> [Directions] Write the records below as a two-column CSV with the headers "prompt" and "points", one row per record. Put each record's text and its answer in quoted fields, with line breaks replaced by spaces.

[START Data listing]

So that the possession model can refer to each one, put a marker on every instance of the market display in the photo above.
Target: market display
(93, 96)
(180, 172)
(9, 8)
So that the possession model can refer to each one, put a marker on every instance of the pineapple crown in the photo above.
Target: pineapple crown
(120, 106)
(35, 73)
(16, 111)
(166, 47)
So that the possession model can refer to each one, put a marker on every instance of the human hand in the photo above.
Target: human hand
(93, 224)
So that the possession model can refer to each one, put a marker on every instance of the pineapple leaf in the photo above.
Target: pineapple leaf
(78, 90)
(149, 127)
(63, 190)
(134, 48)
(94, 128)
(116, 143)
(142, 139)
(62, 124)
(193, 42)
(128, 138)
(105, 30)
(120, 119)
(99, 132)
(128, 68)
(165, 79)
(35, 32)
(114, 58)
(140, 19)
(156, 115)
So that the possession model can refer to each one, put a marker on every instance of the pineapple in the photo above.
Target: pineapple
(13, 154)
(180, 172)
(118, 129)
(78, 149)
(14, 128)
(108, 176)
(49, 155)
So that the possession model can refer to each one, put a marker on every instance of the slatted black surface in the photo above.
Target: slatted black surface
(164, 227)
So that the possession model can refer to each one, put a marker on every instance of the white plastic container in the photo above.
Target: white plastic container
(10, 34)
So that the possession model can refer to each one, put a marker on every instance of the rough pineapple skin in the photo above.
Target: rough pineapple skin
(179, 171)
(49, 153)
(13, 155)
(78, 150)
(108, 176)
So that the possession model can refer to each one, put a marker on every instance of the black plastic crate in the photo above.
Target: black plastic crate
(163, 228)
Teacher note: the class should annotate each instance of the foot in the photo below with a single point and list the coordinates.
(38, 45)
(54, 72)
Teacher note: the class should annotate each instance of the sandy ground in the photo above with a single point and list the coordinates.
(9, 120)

[END Data listing]

> [Written response]
prompt,points
"So that the possession model can refer to each one, put a marker on every instance of the market display in the photo above. Target: market display","(93, 96) (180, 172) (9, 8)"
"So that the possession model can refer to each one, put a marker on every instance of the pineapple crown in the photo above. Target: pineapple crown","(120, 106) (35, 73) (16, 111) (166, 47)"
"So that the possession model can refer to each one, put a marker on every instance of the human hand in the photo above. Target: human hand","(93, 224)"
"So that the possession model can refer to each one, put a marker on every instance of the pineapple leaf in the photo above. Target: pineapple leaf","(78, 90) (149, 127) (63, 190) (134, 48) (94, 128) (116, 143) (142, 139) (62, 124) (193, 42) (128, 138) (105, 30) (120, 119) (99, 132) (128, 68) (165, 79) (35, 32) (114, 58) (140, 19) (156, 115)"
"So that the possession model can refer to each one, put a marker on every instance of the pineapple in the photo above. Target: pineapple","(13, 154) (180, 172) (118, 129) (78, 149) (14, 128) (108, 176) (49, 155)"
"So that the possession model can refer to each one, put a marker on every instance of the slatted black surface in the photo above. Target: slatted black surface","(164, 227)"
"So that the possession model can refer to each one, put a marker on every instance of the white plastic container in the photo above. Target: white plastic container","(10, 34)"
"So that the possession model can refer to each one, put a marker on every instance of the rough pineapple skin in the photo above. Target: rough pineapple skin","(179, 171) (49, 153) (13, 155) (78, 150) (108, 176)"
"So that the possession model can refer to each one, put a marker on every instance of the black plastic crate in the photo above. Target: black plastic crate","(163, 228)"
"Teacher note: the class should annotate each instance of the foot in the photo below with a single point and list the coordinates.","(38, 45) (54, 72)"
"Teacher note: the class should annotate each instance of the sandy ground in the photo above with a single point and list the coordinates.","(9, 120)"